_Materials provided_
--- START ---
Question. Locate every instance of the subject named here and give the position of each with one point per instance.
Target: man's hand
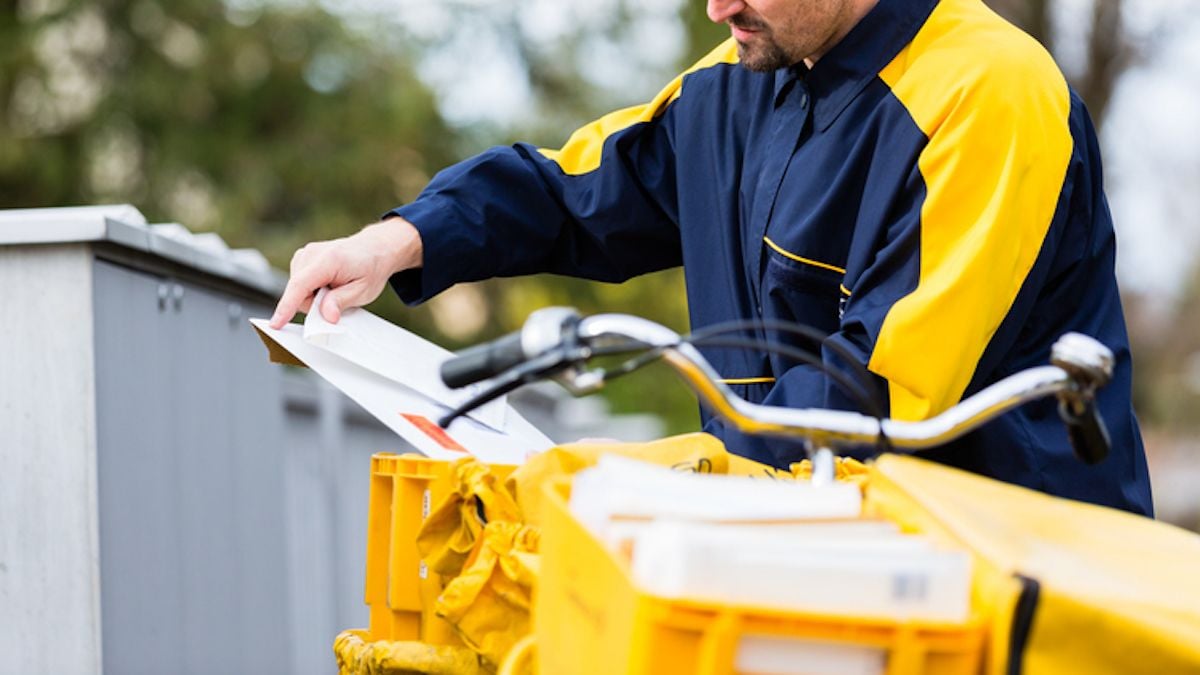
(355, 268)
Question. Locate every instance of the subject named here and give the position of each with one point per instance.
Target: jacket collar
(853, 63)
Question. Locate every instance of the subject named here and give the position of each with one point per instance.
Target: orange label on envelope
(433, 431)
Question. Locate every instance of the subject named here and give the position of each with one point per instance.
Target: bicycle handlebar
(563, 342)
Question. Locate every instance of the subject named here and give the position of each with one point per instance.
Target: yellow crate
(400, 590)
(591, 619)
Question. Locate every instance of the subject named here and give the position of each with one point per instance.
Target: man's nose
(719, 11)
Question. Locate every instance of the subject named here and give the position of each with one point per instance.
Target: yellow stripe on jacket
(995, 109)
(581, 154)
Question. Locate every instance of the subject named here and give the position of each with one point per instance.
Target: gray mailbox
(169, 501)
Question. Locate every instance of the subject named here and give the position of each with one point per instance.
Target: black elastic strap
(1023, 622)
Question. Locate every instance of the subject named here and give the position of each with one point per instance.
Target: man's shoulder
(964, 47)
(966, 57)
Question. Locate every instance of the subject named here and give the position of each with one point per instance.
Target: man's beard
(763, 57)
(766, 54)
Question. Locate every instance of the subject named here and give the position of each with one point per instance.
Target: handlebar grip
(1087, 432)
(483, 362)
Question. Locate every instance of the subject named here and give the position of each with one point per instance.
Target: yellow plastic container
(400, 590)
(591, 619)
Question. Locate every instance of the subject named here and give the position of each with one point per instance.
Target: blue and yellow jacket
(929, 193)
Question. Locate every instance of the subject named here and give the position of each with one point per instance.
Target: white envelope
(394, 375)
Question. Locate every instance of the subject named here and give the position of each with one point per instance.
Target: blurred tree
(1107, 51)
(269, 124)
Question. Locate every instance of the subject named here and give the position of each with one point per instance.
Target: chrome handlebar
(557, 344)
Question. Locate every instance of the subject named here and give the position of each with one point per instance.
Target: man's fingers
(342, 298)
(297, 297)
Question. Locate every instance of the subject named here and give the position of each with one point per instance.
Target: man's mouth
(744, 29)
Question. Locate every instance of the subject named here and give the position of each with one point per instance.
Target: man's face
(775, 34)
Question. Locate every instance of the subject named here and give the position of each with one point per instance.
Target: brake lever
(537, 368)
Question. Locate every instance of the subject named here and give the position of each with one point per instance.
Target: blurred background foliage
(280, 121)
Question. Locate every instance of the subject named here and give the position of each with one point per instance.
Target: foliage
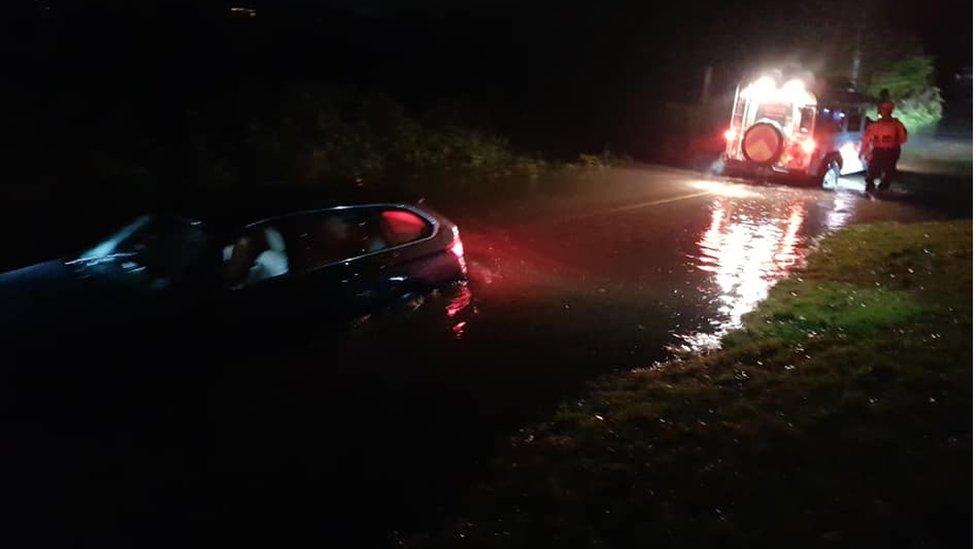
(837, 416)
(918, 103)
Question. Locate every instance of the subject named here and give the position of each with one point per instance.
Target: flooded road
(418, 401)
(367, 435)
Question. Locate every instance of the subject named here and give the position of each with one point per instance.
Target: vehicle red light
(457, 248)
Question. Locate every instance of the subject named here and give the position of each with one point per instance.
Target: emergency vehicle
(788, 130)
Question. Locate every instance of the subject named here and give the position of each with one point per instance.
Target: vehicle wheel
(830, 175)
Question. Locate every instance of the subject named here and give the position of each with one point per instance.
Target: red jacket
(885, 133)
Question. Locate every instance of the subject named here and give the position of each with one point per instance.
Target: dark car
(251, 274)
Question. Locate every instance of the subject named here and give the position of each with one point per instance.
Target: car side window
(259, 253)
(342, 234)
(331, 236)
(854, 118)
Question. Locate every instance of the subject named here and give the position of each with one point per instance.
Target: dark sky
(534, 69)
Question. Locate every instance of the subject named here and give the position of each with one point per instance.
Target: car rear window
(343, 234)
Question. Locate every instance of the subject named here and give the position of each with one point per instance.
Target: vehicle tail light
(456, 247)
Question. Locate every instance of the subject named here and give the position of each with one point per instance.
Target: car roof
(233, 209)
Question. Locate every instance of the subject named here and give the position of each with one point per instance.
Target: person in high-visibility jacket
(882, 146)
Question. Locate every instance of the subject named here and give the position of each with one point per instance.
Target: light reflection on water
(745, 252)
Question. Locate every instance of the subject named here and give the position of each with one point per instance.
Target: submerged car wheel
(830, 175)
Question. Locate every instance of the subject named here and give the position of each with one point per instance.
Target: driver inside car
(256, 256)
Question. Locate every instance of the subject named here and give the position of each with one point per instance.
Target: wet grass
(840, 415)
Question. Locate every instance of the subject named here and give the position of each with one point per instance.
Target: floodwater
(369, 434)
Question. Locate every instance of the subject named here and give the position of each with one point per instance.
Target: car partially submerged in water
(257, 267)
(787, 130)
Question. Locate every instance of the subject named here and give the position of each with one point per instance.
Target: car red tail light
(457, 248)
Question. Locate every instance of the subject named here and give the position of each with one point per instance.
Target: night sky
(554, 76)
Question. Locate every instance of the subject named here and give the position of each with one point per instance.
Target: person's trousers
(882, 164)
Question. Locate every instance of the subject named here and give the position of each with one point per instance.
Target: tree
(918, 103)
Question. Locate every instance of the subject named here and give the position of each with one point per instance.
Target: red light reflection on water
(459, 303)
(745, 252)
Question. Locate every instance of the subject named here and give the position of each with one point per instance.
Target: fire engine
(788, 130)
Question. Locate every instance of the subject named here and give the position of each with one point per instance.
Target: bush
(918, 103)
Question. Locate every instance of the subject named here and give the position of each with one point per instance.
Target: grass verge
(839, 415)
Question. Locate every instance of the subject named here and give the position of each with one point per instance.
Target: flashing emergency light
(765, 90)
(809, 145)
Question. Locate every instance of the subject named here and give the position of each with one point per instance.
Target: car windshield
(155, 250)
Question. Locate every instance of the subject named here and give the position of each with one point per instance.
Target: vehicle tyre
(829, 175)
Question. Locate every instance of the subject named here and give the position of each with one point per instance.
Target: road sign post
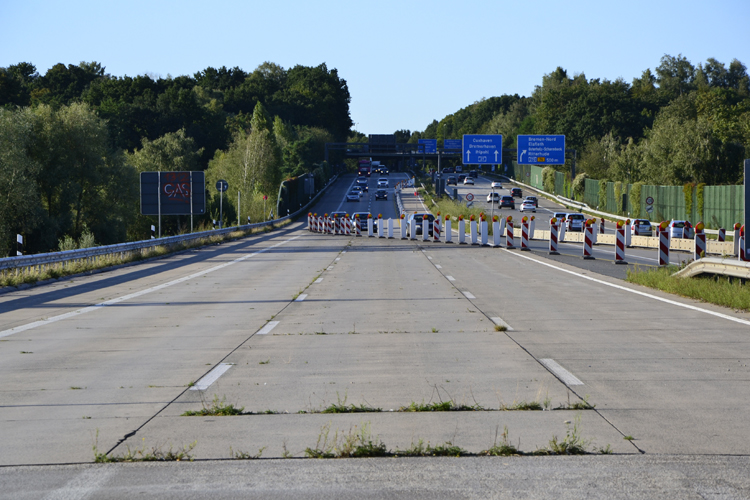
(541, 150)
(479, 149)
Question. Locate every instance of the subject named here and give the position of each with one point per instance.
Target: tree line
(73, 141)
(680, 124)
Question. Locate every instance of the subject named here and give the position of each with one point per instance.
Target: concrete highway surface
(288, 323)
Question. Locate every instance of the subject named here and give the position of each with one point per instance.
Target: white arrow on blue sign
(482, 149)
(541, 149)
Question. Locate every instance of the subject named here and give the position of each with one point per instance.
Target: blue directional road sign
(482, 149)
(430, 145)
(541, 150)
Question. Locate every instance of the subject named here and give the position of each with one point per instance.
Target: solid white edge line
(211, 377)
(499, 321)
(560, 372)
(267, 329)
(77, 312)
(637, 292)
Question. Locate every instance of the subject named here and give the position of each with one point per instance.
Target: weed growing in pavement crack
(217, 408)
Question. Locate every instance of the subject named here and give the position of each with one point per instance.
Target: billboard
(173, 193)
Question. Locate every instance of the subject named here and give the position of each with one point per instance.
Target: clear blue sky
(406, 62)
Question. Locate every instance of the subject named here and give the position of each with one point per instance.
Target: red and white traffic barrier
(509, 232)
(743, 248)
(664, 244)
(525, 234)
(588, 240)
(700, 242)
(620, 244)
(737, 239)
(496, 231)
(627, 233)
(553, 228)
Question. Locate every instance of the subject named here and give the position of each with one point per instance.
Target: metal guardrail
(44, 259)
(715, 265)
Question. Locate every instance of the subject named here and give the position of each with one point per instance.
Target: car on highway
(527, 206)
(353, 195)
(640, 227)
(418, 218)
(680, 229)
(574, 222)
(507, 202)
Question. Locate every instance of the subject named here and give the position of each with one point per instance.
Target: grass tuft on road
(718, 290)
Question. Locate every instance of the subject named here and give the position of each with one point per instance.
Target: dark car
(507, 202)
(418, 218)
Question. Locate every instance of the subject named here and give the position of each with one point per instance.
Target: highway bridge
(291, 324)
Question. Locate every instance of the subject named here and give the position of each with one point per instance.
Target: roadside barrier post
(525, 234)
(562, 229)
(509, 232)
(664, 244)
(737, 239)
(627, 233)
(700, 242)
(588, 240)
(620, 243)
(554, 225)
(485, 232)
(743, 248)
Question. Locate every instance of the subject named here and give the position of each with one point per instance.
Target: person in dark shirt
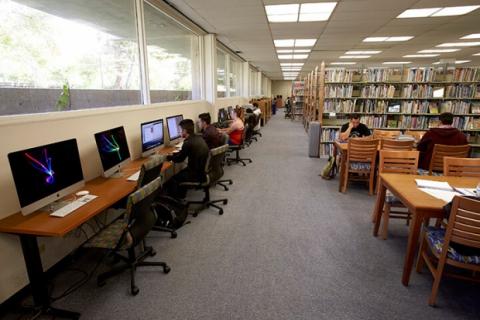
--- END ---
_Task statement_
Set down, exactly as written, each line from the one that contains "Target: roadside barrier post" to the last line of the records, but none of the pictures.

_Response to this task_
Target: roadside barrier post
(525, 234)
(562, 229)
(509, 232)
(664, 244)
(737, 239)
(627, 233)
(700, 242)
(588, 240)
(620, 243)
(554, 225)
(485, 232)
(743, 248)
Question. Locate every instance of the subject named here and give the position of each with one point per instance.
Target: person in dark shirt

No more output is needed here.